Which lines of the items below contain the word "ceramic", with case counting? Pick out each of those lines and copy it.

● **EXTRACTED ENTRIES**
--- Start ---

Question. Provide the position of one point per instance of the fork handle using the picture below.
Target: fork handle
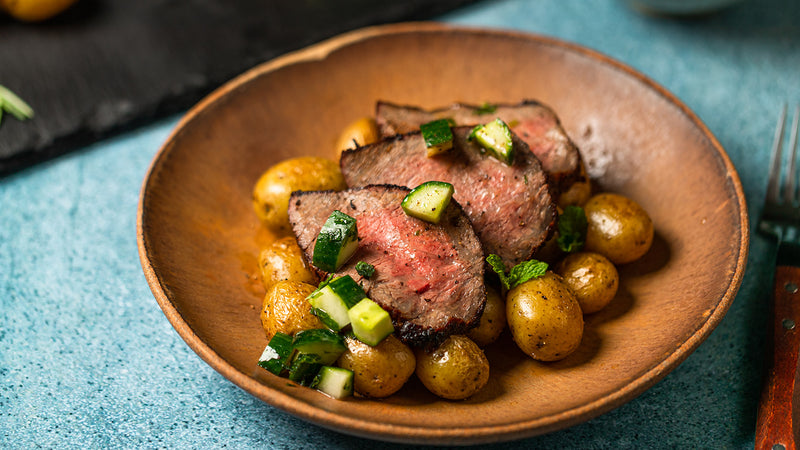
(778, 424)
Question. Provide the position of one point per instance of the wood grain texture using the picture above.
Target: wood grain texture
(196, 220)
(107, 66)
(779, 409)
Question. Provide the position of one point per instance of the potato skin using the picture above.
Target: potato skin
(283, 261)
(619, 228)
(544, 317)
(271, 192)
(286, 309)
(378, 371)
(454, 370)
(592, 277)
(364, 131)
(493, 320)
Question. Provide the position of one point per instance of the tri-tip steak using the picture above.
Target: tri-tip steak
(429, 277)
(510, 206)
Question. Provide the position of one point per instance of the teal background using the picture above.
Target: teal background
(87, 358)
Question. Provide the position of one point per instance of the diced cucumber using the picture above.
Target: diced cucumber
(336, 242)
(438, 136)
(304, 368)
(371, 323)
(331, 302)
(276, 353)
(495, 137)
(334, 381)
(428, 200)
(325, 344)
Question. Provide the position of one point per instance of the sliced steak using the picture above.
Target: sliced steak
(429, 277)
(510, 207)
(536, 124)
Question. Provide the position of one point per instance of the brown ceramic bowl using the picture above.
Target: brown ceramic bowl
(198, 235)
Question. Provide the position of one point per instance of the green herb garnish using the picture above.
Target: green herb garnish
(485, 108)
(10, 103)
(571, 229)
(324, 283)
(522, 272)
(366, 270)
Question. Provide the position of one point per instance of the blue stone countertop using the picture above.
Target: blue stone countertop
(87, 358)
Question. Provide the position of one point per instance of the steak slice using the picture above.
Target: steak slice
(535, 123)
(428, 277)
(510, 207)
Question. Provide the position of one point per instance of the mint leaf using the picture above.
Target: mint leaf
(522, 272)
(324, 283)
(366, 270)
(571, 229)
(12, 104)
(526, 270)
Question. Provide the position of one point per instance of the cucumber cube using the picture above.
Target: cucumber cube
(495, 137)
(371, 323)
(428, 200)
(336, 242)
(325, 345)
(276, 353)
(438, 136)
(332, 302)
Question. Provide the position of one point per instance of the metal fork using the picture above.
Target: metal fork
(778, 424)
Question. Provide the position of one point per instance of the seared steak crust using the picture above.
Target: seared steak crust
(510, 207)
(535, 123)
(428, 277)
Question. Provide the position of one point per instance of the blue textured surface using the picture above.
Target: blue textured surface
(87, 359)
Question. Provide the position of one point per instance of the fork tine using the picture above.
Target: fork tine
(790, 195)
(773, 185)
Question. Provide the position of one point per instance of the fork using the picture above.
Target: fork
(778, 424)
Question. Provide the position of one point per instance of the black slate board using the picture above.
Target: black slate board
(107, 66)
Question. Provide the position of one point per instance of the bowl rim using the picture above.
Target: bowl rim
(418, 434)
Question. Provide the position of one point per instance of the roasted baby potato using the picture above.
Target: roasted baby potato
(378, 371)
(286, 309)
(283, 261)
(272, 191)
(363, 131)
(454, 370)
(619, 228)
(544, 317)
(493, 320)
(592, 277)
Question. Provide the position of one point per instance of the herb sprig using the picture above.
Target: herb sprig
(12, 104)
(522, 272)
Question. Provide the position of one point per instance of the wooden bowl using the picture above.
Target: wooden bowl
(198, 235)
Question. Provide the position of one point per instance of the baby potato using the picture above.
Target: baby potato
(544, 317)
(363, 131)
(283, 260)
(454, 370)
(618, 228)
(378, 371)
(286, 309)
(592, 277)
(271, 192)
(492, 322)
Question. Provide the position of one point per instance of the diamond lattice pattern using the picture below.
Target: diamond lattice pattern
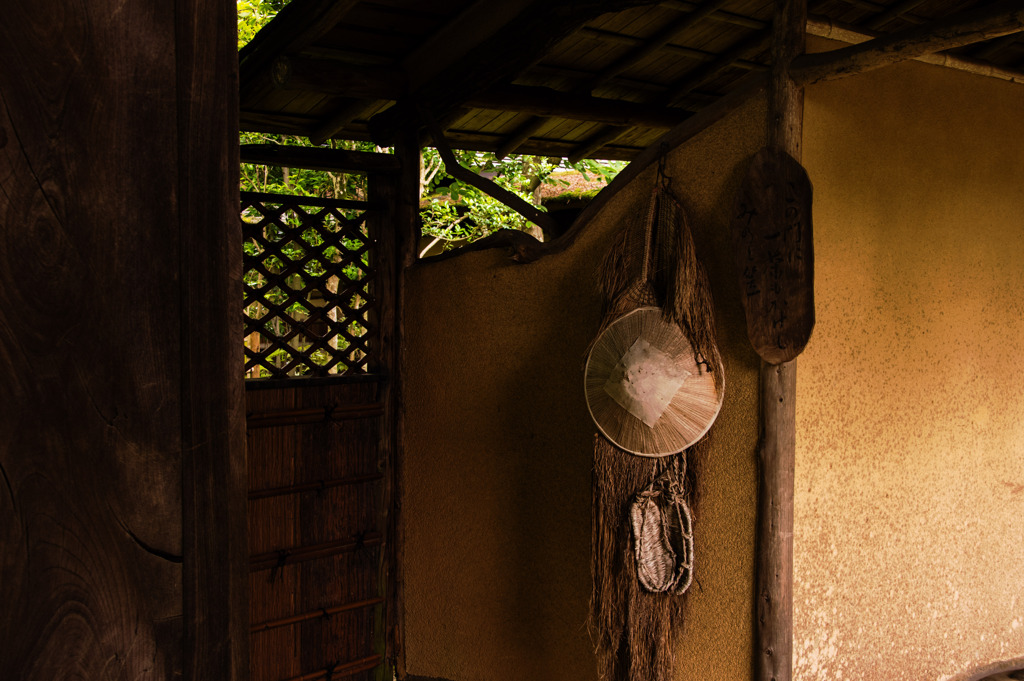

--- End ---

● **FINAL ANSWER**
Question. Provide the position of one point per instance of the brown ceramic bowl using the picture above.
Target: brown ceramic bowl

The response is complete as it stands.